### Testo citato
'''
1. Il signor Vinci Giuseppe, in proprio e nella qualità di legale rappresentante della ditta M.V.M. Costruzioni S.r.l. agisce per l’annullamento del provvedimento prot. n. 63327 del 3 settembre 2024, comunicato il giorno successivo, con cui il Comune di Agrigento ha respinto l’istanza, prot. n. 56864, in data 11.11.2008, con la quale il ricorrente aveva richiesto il permesso di costruire per la edificazione di alcune villette a schiera da realizzarsi in C.da Pisciotto, all’interno del Piano Particolareggiato della zona C1, a monte del Quadrivio Spinasanta di Agrigento.
2. Espone il ricorrente che l’intimata Amministrazione, dopo aver approvato con note prot. 25122 del 6 settembre 2009 e prot. 64511 del 12 novembre 2010 il progetto in questione, con provvedimento prot. n. 6606 del 3 febbraio 2015, ha rigettato l’istanza di concessione edilizia per la costruzione delle progettate 21 villette.
Il diniego è stato adottato in considerazione del fatto che il lotto di terreno interessato dall’intervento ricade, quasi interamente, all’interno del piano particolareggiato denominato PP IV – Quadrivio Spinasanta (confermato dal P.R.G. del 2009), con destinazione ad attrezzature di interesse collettivo.
'''
### Obiettivo 1
Sostituisci "diniego" con "rifiuto" e riscrivi il tratto del testo sul ricorso contro il Comune di Agrigento che va da "2. Espone il" fino a "di interesse collettivo.".
### Obiettivo 2
Riporta parola per parola tutte le righe di dati qui sotto, lasciando fuori le immagini.

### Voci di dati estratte
'''
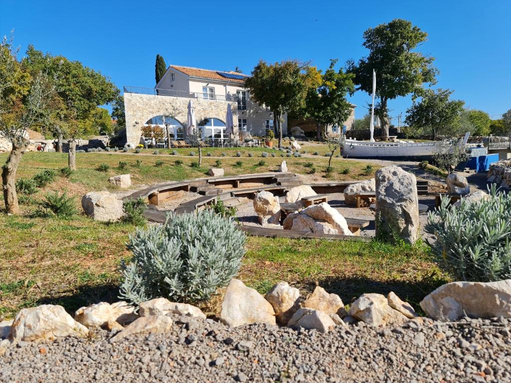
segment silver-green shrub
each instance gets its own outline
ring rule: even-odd
[[[136,305],[159,297],[207,300],[237,274],[246,240],[233,221],[210,209],[137,228],[128,243],[133,258],[121,263],[120,297]]]
[[[511,278],[511,194],[494,186],[487,200],[449,206],[449,199],[428,217],[426,230],[440,262],[458,280],[487,282]]]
'''
### Risposta completa 1
2. Espone il ricorrente che l’intimata Amministrazione, dopo aver approvato con note prot. 25122 del 6 settembre 2009 e prot. 64511 del 12 novembre 2010 il progetto in questione, con provvedimento prot. n. 6606 del 3 febbraio 2015, ha rigettato l’istanza di concessione edilizia per la costruzione delle progettate 21 villette.
Il rifiuto è stato adottato in considerazione del fatto che il lotto di terreno interessato dall’intervento ricade, quasi interamente, all’interno del piano particolareggiato denominato PP IV – Quadrivio Spinasanta (confermato dal P.R.G. del 2009), con destinazione ad attrezzature di interesse collettivo.

### Risposta completa 2
segment silver-green shrub
each instance gets its own outline
ring rule: even-odd
[[[136,305],[159,297],[207,300],[237,274],[246,240],[233,221],[210,209],[137,228],[128,243],[133,258],[121,263],[120,297]]]
[[[511,278],[511,194],[494,186],[487,200],[449,206],[449,199],[428,217],[426,230],[440,262],[458,280],[487,282]]]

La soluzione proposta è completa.